─── Data
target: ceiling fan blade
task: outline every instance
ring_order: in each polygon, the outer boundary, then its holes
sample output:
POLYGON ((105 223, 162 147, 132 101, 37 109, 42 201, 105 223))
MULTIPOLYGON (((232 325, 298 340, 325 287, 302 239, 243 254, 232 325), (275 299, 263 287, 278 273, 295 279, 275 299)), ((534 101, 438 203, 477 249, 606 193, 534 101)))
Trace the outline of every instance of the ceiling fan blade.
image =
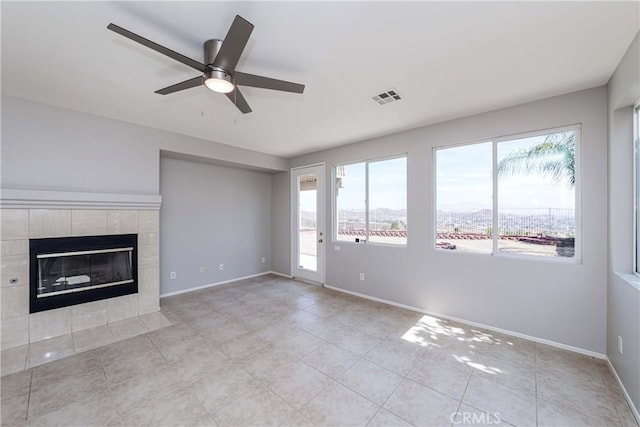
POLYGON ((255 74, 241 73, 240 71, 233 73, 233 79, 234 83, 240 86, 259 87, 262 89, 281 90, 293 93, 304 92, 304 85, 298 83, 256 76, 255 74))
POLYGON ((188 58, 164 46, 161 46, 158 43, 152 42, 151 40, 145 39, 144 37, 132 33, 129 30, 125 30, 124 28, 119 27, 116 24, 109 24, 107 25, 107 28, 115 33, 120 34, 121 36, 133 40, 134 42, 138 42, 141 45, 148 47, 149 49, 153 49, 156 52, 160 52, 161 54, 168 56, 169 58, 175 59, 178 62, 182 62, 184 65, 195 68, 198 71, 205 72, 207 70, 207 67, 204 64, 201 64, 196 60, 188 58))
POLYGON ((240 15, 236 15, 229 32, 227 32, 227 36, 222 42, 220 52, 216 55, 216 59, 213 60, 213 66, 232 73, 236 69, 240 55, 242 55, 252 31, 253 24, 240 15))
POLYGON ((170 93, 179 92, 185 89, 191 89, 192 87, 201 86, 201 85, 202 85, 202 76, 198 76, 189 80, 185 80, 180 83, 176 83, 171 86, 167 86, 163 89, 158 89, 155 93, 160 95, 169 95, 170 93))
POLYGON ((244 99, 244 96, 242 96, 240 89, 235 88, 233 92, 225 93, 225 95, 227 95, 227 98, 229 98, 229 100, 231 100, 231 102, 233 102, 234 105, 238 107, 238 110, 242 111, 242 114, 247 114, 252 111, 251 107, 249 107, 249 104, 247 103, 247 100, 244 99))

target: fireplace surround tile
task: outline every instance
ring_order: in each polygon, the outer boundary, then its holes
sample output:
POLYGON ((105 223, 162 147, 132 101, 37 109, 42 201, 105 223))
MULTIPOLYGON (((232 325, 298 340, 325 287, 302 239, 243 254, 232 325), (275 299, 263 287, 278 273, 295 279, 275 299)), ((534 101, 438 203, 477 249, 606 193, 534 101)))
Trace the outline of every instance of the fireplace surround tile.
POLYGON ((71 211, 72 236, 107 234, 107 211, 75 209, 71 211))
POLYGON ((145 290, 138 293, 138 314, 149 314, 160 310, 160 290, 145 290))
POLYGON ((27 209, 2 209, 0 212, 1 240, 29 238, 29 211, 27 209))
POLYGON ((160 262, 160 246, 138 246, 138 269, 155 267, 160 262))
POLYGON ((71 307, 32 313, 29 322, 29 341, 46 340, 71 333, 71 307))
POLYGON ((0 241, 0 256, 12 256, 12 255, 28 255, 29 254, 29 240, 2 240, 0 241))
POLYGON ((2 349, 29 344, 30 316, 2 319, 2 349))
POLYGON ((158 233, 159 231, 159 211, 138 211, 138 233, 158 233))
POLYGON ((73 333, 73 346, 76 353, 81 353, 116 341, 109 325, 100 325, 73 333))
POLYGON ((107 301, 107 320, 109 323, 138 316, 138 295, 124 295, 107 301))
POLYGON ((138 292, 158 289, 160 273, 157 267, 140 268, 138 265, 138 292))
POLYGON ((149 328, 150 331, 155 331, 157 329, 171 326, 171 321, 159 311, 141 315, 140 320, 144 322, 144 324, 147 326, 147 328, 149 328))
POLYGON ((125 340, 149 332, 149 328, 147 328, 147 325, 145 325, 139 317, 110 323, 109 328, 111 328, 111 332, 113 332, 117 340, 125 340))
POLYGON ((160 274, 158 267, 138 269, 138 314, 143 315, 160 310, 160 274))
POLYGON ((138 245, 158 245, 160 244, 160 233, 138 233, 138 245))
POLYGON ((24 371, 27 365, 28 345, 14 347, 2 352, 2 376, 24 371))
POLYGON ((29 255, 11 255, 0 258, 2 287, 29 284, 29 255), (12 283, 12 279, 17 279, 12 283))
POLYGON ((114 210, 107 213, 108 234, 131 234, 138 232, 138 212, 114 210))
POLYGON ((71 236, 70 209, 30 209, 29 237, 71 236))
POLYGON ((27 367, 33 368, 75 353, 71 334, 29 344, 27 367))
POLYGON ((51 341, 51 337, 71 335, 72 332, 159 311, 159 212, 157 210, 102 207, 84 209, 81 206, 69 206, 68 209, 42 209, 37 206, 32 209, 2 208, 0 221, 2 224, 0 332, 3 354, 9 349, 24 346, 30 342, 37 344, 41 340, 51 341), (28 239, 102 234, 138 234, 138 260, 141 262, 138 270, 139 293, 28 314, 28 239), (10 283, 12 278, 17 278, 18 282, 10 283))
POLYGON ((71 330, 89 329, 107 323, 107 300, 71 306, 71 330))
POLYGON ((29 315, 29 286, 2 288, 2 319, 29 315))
──────
#### [What this task involves]
Go through the listing, and whenever a line contains the string "ceiling", copy that line.

#### [Exercise result]
target: ceiling fan blade
Trace the outline of every instance of the ceiling fan blade.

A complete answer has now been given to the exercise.